ABOUT THIS TASK:
Please write out every record below exactly as it stands.

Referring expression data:
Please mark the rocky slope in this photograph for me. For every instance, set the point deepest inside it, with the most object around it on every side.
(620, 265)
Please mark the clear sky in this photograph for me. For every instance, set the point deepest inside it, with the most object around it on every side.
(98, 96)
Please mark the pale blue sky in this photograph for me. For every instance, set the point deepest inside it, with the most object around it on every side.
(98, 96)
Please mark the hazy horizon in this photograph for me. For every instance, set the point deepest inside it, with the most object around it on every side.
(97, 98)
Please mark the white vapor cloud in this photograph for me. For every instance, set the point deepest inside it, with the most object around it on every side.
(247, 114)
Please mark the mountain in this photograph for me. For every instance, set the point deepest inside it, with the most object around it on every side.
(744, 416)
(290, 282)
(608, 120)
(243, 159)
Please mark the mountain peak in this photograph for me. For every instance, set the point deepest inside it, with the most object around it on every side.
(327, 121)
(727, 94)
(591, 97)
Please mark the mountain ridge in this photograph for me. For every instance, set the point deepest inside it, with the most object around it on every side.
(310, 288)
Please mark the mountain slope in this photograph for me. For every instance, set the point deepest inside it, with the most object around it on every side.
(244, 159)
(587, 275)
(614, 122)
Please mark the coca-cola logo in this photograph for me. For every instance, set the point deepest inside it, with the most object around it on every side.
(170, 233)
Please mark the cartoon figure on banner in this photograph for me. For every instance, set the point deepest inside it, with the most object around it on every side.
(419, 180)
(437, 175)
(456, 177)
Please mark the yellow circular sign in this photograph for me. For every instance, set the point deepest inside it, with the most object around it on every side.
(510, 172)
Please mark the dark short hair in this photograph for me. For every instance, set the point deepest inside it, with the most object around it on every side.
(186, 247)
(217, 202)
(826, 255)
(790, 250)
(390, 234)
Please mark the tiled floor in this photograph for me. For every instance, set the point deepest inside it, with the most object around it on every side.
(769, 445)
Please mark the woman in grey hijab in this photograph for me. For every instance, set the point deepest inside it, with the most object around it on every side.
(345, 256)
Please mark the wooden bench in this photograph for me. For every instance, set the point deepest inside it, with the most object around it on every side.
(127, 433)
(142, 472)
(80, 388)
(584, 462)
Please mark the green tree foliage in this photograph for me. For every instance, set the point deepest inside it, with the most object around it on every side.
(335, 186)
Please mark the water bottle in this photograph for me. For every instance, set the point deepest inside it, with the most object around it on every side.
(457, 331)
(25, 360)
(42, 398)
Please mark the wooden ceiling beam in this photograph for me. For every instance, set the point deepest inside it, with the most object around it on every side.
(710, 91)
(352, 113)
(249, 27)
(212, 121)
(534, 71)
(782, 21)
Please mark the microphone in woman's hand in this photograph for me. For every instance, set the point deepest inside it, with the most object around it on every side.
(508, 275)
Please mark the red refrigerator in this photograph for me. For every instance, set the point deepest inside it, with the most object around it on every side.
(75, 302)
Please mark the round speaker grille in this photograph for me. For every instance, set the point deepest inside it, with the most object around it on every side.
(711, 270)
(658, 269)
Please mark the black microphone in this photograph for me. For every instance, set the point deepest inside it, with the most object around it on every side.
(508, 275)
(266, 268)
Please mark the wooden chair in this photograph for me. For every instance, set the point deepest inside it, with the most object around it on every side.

TASK RESPONSE:
Please mark the rocky slope in this photograph for me. For every instance, set the point deepest inside it, with the most object around it on every side.
(620, 265)
Please mark the clear sky in this photograph for me. For every instance, set the point deepest inside it, with the most object around it on every side.
(98, 96)
Please mark the pale blue sky in this photograph for me. For every instance, set the point deepest inside it, with the most object around it on every side.
(98, 96)
Please mark the hazy horizon in this photograph for me. For every instance, set the point deepest inside it, with the most object around it on every side.
(97, 98)
Please mark the white vapor cloud in this photograph for me. For every instance, set the point deepest inside it, with the most object around it on every side.
(247, 114)
Please mark the mountain in this photograph for me. For every instance, set the point deepest inside it, with the most object around it on every side.
(744, 416)
(290, 282)
(608, 120)
(243, 159)
Please mark the mountain peak in this photograph for me. For every instance, set the point deepest inside it, with the most object around it on every side.
(327, 121)
(727, 94)
(591, 97)
Please mark the mountain ridge in this photograph for me. For every instance, set the point deepest inside it, with the most object around it on every side.
(310, 288)
Please mark the mountain slope in this photograph for me. For every instance, set the point deepest inside it, with the most object around it on every side.
(244, 159)
(587, 275)
(614, 122)
Please mark the coca-cola logo in this photograph for me. For every instance, set the point deepest inside it, with the most object around it on every side.
(170, 233)
Please mark the cartoon figure on banner in this photograph for me. For every instance, set the point deepest inside it, with the most object around it on every side.
(419, 180)
(437, 175)
(456, 177)
Please mark the yellow circular sign in this photograph for me. For every instance, set the point deepest inside it, with the most object around it on every side.
(510, 172)
Please mark the dark short hair in this photograph for me. For every instance, set the point deepest inside it, with the most object around it on every side.
(186, 247)
(217, 202)
(826, 255)
(790, 250)
(390, 234)
Please mark the tiled floor in this photograph for me. For every instance, set the point deepest inside it, with the most object around it on every side.
(769, 445)
Please mark the woman in grey hijab in this photograph for me. For every instance, set the point deepest inside it, with the most object around it on every side.
(345, 256)
Please mark the wooden bench in this photograph for me. For every instance, set the point deepest inside it, with the most object around it on every side.
(127, 433)
(142, 472)
(80, 388)
(584, 462)
Please mark the green tree foliage in this photograph for me. For every instance, set the point deepest inside it, with the most object around it on every side.
(335, 186)
Please mark the water bottle in this photograph for me. For every instance, set the point deepest inside it, with the most object around it on every side.
(457, 331)
(25, 360)
(42, 398)
Please mark the wooden ceiling beam in this photograph for me. For every instance, set the point deepest inside it, with the most object around it on every side.
(710, 91)
(352, 113)
(249, 27)
(212, 121)
(534, 71)
(782, 21)
Please mark the microphone in woman's hand in this photograph for me. For every instance, set the point deepest inside it, with the most object around it on every side.
(508, 275)
Please mark the red refrigerator in this photograph for me. For every instance, set the point deepest inside it, with the most object around it on every side.
(75, 302)
Please mark the round speaker grille in this photograph for me. For every instance, set the point deepest inside it, with the most object around it on every side.
(711, 270)
(658, 269)
Please mark the black microphone in this photograph for me. For every instance, set the point deepest inside it, with the most object around it on every side.
(508, 275)
(266, 268)
Please mark the wooden chair in this photograph for me. For every instance, set the point deepest inside it, with the most object around it on every side.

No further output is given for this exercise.